**What to work on**
Practice item. Set the material below down again exactly, with no pictures.

*** Block opens ***

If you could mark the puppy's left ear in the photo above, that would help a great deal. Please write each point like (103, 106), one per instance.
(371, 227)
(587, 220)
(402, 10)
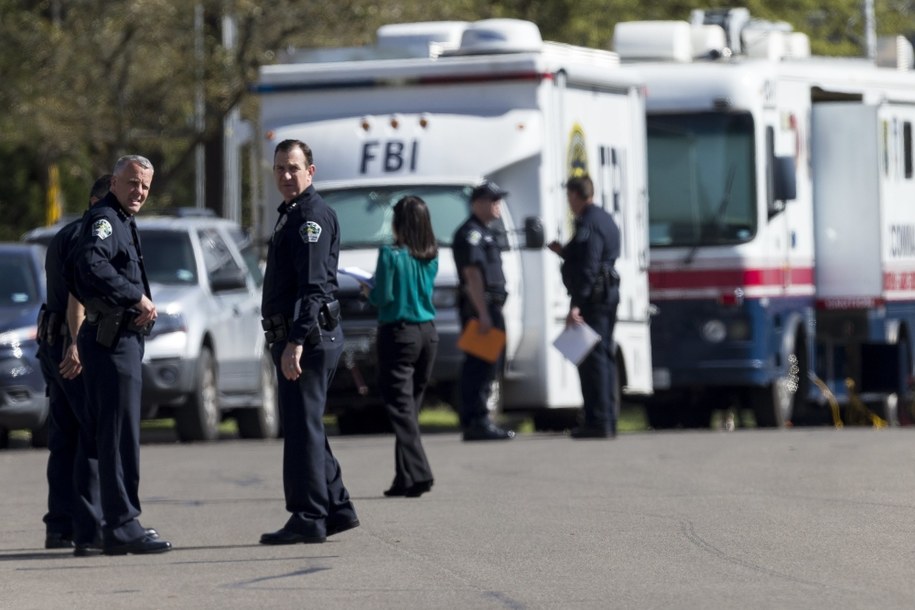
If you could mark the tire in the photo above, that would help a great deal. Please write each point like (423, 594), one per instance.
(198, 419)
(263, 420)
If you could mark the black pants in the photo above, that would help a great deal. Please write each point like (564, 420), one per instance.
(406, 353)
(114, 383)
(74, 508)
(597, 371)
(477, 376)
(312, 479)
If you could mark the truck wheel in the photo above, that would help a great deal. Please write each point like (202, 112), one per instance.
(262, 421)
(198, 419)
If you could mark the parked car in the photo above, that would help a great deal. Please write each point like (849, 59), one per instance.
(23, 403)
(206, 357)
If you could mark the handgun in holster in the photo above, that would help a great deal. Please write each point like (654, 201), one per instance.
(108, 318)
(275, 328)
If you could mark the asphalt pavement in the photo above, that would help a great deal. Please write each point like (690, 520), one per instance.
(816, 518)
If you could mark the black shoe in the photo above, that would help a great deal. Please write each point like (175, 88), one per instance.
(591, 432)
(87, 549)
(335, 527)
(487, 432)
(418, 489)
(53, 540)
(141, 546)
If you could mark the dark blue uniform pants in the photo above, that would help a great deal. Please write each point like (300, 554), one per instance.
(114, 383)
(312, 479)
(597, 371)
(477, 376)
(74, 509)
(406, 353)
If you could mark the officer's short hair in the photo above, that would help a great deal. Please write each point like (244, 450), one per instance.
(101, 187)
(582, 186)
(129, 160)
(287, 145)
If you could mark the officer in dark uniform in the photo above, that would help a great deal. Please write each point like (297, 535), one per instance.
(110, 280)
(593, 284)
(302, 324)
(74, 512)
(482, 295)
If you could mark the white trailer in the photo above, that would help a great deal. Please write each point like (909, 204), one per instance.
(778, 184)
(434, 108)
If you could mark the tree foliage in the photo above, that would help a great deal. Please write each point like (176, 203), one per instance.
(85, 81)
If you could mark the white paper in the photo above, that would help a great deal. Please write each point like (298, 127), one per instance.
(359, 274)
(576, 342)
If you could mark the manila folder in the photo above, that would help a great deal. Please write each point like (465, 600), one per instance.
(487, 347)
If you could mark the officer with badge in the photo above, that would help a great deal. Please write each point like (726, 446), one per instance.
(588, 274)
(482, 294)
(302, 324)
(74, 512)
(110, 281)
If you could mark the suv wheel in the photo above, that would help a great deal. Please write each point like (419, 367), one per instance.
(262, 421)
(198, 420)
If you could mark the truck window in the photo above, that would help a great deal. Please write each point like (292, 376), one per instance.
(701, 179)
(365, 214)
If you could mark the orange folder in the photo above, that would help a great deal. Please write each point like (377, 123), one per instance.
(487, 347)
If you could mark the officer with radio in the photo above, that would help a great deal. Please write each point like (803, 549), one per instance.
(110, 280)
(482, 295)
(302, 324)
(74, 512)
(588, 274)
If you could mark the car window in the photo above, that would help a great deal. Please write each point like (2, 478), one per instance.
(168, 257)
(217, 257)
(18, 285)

*** Block closes ***

**Response**
If you could mark the puppy's left ear in the photo above, that would help a great deal. Please write each point like (103, 106), one per instance.
(371, 227)
(587, 220)
(402, 10)
If you could mark the tire in the photo above, that would help a great deal. Please write each point like (423, 594), one per instance.
(198, 419)
(263, 420)
If you could mark the black pants in the photo above, that would help a great deal. Please write each point like (564, 420), one per instance.
(406, 353)
(114, 383)
(74, 508)
(597, 371)
(477, 376)
(312, 479)
If you could mark the truck wheel in the photo above, that would help a great deal. Please write each point like (202, 112), one per instance.
(262, 421)
(198, 419)
If you could mark the parked car in the photo above, that would help a great deal. Please write each point like (849, 59), one per instance.
(23, 403)
(206, 357)
If you could mark the handgun in holster in the photo above, that would help a great deal. Please write each point like (654, 201), one per instance.
(108, 318)
(275, 328)
If you could mark the asphalt pavement in the photo above, that would help a great deal. Please write each point like (690, 520), one per instance.
(816, 518)
If you could mark the black shoe in the photo above, that would help a great deal. Please write each point like (175, 88), one per instance.
(591, 432)
(87, 549)
(335, 527)
(487, 432)
(418, 489)
(53, 540)
(141, 546)
If you could mark the dark blue uniform pants in the photo above, that would help a great deal. Please write each point like (300, 554), one per instance.
(114, 383)
(312, 479)
(597, 371)
(477, 376)
(74, 509)
(406, 353)
If you could mark the officer's short hair in the photo above, that would help a great deal. Please write each point like (244, 450), one per instance.
(101, 187)
(582, 186)
(129, 160)
(287, 145)
If you could mark the officer in dark uniform in the photo above, that would help a great deal. Please write each point like (297, 535), one per instance.
(110, 280)
(593, 284)
(302, 324)
(74, 512)
(482, 295)
If you could mark the white trailer in the photo above, that would help a great deal. Please write each point like (909, 204), one per instance.
(778, 184)
(434, 108)
If you could mark the tree foliage in the photo above, that would help a great deal. Please write each point like (176, 203), one per instance.
(85, 81)
If you could mark the white paper in the photo above, that would help a great deal. Please write each point like (298, 127), one per instance.
(359, 274)
(576, 342)
If you could mark the manila folder in the photo above, that would help a great deal. Please write each point like (465, 600), one per instance.
(487, 347)
If you could mark the officer with badge in the photo above, that would help a great deal. Please write each point like (726, 446), one per instance.
(588, 274)
(482, 294)
(302, 324)
(74, 512)
(110, 281)
If you could mark the suv wheel in the photo above, that would help a great deal. Please write each point like (419, 367), one per instance.
(262, 421)
(198, 420)
If you could mark the truck window in the photo above, that would help a great deal. Please write each point like (292, 376), one per instance.
(701, 179)
(365, 214)
If you could mark the orange folder in the photo above, that would help a great deal. Please write each point like (377, 123), one per instance.
(487, 347)
If you could mark the officer with radio in the photo above, that would help a great deal. Please write each point like (803, 549), one per instance.
(110, 280)
(482, 295)
(302, 324)
(74, 512)
(588, 274)
If you could mark the car window in the photo above, that would help a great deal. Please write each point like (2, 478), one per instance.
(168, 257)
(217, 257)
(18, 285)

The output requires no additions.